◆ **O que fazer**:
1 – No trecho sobre a reforma agrária, que centro as diretrizes operacionais do PNRA mandam criar?
2 – Passe para o inglês esta frase do trecho sobre a reforma agrária: "Portanto, se fará necessário ampla articulação interministerial e intergovernamental em torno do programa de Reforma Agrária."
3 – Dê seguimento ao trecho sobre a reforma agrária a partir do ponto em que ele termina.

◆ **Trecho**:
####
Existem ainda destacamentos de agitadores profissionais, vários dos quais
nem sequer brasileiros, dotados de técnicas de ação e de mobilidade
surpreendente, que lhes proporcionam atuar, a breve intervalo de tempo, em
pontos diversos do território nacional. Como
tudo isso difere da autêntica “mobilização
nacional” agro-reformista, sonhada pelo PNRA, e cuja efetivação
ainda está para ele no estágio de “grande questão”!
TEXTO
DO PNRA b
) Diretrizes Operacionais 255
. criação de um Centro de Estudos e Capacitação para a Reforma Agrária; 256
– divulgação e debate do 1º PNRA com administradores e técnicos
das organizações governamentais federais, estaduais e municipais do PNRA,
preparando-se para o domínio das concepções e propostas do Plano; 257
. desenvolvimento de programas de curto e médio prazos de capacitação
dos beneficiários da Reforma Agrária.
COMENTÁRIO Novas
“diretrizes
operacionais”, novas ampliações burocráticas, novas despesas.
TEXTO
DO PNRA 6
– ARTICULAÇÃO
DA AÇÃO DO GOVERNO 258
. a Reforma Agrária como programa prioritário do Governo, implicará
numa ação articulada a nível de todo o Governo Federal, bem como dos
Governos Estaduais e Municipais. Para tanto, requerer-se-á, um
comprometimento, de todos os organismos que tenham ou venham a ter relação
com os resultados esperados. Portanto, se fará necessário ampla articulação
interministerial e intergovernamental em torno do programa de Reforma Agrária. 259
. Desse modo, buscar-se-á evitar que para todo um conteúdo
redistributivista, contido neste PNRA, venham a se contrapor efeitos
concentracionistas resultantes de políticas e projetos decorrentes da própria
ação governamental. 260
. Se, por um lado, alguns planos gerais deverão sofrer reavaliação
tendo por referência as propostas de Reforma Agrária, do mesmo modo o
apoio também se efetivará por intermédio da elaboração e implementação
de projetos especiais integrados, para o que será necessário o
comprometimento de recursos, inclusive orçamentários, por parte dos órgãos
setoriais que têm sob sua responsabilidade, o desenvolvimento de ações
complementares fundamentais a realização dos assentamentos. 6.1
Políticas
de Apoio à Produção e à Organização dos Assentamentos 261
. As políticas de apoio à produção e à organização dos
Assentamentos deverão apresentar características particulares tendo em
vista o atendimento das especificidades do processo de Reforma Agrária. 262
. Nesse sentido, são recomendadas as seguintes medidas: a
) Associativismo 263
. estímulo a todas as formas de associativismo
e organização grupal dos assentados, em relação à terra, produção,
instrumentos de produção, comercialização e bens e serviços comunitários;
COMENTÁRIO “Associativismo”:
pode-se fazer uma idéia do que isto seja. O que é “organização grupal”
####
◆ **Registros**:
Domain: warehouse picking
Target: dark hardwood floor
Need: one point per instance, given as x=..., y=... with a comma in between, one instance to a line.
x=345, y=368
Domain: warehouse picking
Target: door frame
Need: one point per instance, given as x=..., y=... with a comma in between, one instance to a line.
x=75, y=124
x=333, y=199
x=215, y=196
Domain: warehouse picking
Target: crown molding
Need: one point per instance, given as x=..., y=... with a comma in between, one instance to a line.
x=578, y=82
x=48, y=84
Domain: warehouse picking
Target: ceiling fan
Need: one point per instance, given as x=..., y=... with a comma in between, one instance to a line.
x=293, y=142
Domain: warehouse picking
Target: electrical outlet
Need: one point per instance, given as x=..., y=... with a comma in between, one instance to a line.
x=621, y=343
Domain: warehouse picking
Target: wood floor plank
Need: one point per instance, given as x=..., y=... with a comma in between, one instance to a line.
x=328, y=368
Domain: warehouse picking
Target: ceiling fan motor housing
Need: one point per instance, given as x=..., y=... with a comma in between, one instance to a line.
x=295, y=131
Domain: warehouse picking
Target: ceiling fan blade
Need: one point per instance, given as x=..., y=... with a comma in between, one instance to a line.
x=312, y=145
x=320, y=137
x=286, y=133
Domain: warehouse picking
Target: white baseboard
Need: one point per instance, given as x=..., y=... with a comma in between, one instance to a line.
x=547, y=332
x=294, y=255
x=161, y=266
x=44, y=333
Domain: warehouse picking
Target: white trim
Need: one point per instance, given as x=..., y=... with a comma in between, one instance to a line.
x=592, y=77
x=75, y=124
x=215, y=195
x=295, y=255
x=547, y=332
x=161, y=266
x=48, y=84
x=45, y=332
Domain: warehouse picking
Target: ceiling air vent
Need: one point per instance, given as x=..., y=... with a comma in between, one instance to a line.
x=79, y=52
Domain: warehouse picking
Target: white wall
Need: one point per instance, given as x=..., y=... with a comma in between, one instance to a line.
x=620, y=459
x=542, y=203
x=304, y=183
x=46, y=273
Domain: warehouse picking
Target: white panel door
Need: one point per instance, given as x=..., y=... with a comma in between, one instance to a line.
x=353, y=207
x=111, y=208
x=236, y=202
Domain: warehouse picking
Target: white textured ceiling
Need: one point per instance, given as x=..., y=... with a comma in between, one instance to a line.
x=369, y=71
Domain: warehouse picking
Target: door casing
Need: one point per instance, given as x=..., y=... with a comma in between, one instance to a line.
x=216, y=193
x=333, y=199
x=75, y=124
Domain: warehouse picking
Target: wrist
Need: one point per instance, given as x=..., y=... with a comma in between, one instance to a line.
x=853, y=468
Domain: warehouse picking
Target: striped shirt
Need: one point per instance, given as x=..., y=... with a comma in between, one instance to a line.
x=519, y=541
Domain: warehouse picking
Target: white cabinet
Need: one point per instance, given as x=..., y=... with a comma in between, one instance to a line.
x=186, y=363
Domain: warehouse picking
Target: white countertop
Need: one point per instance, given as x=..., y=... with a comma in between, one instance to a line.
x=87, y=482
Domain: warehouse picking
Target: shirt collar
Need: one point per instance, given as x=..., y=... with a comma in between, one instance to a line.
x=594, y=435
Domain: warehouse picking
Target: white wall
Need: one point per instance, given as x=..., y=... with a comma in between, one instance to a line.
####
◆ **Respostas**:
1 – Um Centro de Estudos e Capacitação para a Reforma Agrária.

2 – Therefore, broad interministerial and intergovernmental coordination around the Agrarian Reform program will be necessary.

3 –
enquanto algo distinto de uma associação? O
leitor médio, se tiver uma memória bem acima da média, lembrar-se-á
então do tópico 147 do PNRA, que fornece, de passagem, algo como um tímido
esboço do que seja um assentamento: “complexo
agrícola de estrutura associativa, com autonomia administrativa”.
Será isto o mesmo que “organização
grupal”? Talvez sim. Talvez não. Com
o espírito povoado por essas incógnitas, deverá o leitor continuar no
seu estudo. Quando esbarrar no n.o 264 (tópico seguinte),
encontrará ele novas incógnitas. E
tudo isso não o conduzirá a uma conclusão. Fá-lo-á lembrar, isto sim,
do Comentário feito ao n.o 120.
TEXTO
DO PNRA 264
. revisão da concepção e atuação das Cooperativas Integrais de
Reforma Agrária – CIRA, conforme estabelece o Art. 79 do Estatuto e a
legislação complementar, de forma a viabilizar
a sua inserção na atual proposta de Reforma Agrária;
COMENTÁRIO É
surpreendente que o PNRA alegue o ET como ponto de partida para a “viabilização”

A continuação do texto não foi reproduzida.